WHAT IS REQUIRED - Where a line of the records contains the word "cinnamon", show that line.

[Point localization data]
-- Opening Marker --

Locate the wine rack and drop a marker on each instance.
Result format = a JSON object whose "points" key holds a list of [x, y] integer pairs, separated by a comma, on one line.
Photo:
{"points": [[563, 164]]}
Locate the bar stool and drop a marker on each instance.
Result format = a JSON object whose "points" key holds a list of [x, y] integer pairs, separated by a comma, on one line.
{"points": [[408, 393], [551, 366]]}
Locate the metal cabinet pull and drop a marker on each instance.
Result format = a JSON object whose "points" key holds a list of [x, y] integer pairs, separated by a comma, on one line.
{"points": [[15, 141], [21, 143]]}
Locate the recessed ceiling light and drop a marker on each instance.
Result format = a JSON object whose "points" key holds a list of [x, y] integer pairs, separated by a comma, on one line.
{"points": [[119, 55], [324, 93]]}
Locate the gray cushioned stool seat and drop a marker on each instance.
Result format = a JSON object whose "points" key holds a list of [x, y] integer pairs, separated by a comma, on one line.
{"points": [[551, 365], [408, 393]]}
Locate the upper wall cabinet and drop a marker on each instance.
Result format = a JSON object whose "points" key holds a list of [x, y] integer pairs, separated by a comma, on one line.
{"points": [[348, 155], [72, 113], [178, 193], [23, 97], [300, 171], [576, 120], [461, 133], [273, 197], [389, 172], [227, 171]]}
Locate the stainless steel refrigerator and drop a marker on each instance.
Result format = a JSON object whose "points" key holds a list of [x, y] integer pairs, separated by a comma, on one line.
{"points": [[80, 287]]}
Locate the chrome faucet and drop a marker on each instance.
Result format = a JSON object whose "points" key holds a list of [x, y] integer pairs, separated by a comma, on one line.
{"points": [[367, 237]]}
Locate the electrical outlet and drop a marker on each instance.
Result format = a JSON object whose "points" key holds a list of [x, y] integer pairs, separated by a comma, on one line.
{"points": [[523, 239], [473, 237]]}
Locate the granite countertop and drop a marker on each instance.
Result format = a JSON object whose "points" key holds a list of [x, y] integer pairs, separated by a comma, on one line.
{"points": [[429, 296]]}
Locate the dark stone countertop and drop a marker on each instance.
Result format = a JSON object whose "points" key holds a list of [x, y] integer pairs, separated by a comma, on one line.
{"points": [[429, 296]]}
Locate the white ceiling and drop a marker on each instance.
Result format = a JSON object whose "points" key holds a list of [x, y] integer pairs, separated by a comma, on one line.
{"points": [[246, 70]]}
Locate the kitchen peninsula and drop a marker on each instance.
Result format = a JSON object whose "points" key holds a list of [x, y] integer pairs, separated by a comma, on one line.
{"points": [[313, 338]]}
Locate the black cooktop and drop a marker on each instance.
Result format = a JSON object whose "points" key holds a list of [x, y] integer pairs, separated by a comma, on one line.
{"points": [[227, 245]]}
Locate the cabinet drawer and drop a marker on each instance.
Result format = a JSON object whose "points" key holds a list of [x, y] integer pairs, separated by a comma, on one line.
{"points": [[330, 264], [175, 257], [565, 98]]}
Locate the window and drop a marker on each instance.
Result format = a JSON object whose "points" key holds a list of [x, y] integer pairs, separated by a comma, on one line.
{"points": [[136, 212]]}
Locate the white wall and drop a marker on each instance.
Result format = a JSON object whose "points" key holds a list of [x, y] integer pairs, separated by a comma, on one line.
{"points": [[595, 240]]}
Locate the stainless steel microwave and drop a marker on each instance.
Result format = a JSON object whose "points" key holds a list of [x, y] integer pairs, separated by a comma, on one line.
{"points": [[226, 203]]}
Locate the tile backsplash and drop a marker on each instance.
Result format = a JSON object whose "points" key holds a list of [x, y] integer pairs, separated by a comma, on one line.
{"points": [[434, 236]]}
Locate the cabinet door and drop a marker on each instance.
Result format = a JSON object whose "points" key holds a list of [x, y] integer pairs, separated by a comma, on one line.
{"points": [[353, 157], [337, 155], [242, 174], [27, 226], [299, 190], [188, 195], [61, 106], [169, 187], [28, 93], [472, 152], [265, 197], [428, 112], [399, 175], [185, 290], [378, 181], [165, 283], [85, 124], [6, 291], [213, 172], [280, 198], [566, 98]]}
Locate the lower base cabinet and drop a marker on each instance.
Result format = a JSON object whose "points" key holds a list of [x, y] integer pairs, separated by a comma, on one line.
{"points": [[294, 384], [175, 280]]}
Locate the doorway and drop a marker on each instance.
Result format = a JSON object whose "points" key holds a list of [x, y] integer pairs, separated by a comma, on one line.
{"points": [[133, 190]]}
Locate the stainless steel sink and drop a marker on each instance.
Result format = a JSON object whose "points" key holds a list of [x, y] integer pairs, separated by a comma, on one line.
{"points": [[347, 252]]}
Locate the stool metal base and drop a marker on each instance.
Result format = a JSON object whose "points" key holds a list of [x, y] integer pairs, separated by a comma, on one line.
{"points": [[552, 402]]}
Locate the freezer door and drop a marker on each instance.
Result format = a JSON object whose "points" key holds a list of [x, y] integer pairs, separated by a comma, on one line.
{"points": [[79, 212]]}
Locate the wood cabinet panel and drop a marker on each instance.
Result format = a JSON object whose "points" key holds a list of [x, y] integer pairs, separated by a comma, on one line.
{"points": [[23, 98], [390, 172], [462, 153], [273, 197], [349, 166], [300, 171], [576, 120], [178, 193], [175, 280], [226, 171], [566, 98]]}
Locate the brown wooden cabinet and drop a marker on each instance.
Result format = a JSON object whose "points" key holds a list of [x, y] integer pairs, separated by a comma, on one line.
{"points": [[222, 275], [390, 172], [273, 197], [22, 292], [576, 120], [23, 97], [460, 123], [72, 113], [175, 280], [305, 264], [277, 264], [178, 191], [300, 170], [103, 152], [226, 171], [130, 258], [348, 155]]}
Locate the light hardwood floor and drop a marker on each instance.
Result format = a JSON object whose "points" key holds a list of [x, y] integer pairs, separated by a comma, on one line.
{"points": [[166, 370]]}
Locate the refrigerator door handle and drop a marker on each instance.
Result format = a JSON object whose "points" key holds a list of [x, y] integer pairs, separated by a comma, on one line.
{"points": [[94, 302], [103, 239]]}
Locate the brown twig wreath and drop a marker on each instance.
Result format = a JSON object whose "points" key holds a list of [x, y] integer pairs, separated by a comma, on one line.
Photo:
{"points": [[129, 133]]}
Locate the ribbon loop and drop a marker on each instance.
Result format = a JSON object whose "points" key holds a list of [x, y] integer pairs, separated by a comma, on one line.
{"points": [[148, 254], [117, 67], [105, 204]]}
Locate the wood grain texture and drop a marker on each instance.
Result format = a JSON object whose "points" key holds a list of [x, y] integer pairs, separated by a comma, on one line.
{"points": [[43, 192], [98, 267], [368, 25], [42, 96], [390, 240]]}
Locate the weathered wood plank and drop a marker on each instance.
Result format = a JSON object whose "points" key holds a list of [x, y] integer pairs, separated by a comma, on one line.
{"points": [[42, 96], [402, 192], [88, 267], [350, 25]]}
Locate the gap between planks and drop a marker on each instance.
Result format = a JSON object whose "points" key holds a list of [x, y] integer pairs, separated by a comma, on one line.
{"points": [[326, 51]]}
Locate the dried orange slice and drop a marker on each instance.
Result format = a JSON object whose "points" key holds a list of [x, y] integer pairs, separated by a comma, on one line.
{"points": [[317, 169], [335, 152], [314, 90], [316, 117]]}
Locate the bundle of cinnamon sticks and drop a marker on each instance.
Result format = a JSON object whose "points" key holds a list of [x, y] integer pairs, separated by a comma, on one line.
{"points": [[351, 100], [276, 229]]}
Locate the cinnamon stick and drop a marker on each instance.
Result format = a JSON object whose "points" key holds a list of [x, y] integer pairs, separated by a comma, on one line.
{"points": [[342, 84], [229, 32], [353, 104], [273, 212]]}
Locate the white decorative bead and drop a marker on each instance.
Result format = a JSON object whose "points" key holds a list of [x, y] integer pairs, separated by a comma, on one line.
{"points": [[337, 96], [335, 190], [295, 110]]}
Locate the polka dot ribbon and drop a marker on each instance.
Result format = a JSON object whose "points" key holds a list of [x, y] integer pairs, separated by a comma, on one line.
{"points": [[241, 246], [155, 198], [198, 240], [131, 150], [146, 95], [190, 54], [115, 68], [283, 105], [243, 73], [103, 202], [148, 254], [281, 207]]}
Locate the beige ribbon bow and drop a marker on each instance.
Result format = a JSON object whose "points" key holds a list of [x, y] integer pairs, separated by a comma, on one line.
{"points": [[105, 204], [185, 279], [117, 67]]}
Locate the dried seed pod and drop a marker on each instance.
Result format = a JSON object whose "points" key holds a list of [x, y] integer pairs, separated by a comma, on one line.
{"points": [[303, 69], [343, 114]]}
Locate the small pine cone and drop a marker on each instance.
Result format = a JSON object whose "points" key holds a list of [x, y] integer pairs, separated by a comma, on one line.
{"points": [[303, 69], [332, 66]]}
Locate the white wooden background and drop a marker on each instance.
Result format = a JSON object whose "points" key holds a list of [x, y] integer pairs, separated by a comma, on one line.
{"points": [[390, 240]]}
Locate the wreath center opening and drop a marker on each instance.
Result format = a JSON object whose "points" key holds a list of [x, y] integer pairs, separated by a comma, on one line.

-- Closing Marker --

SOLUTION FOR THIS PROBLEM -
Locate the bundle of cinnamon sticks and drop a marker on each instance.
Locate the cinnamon stick and drop a marker on each instance.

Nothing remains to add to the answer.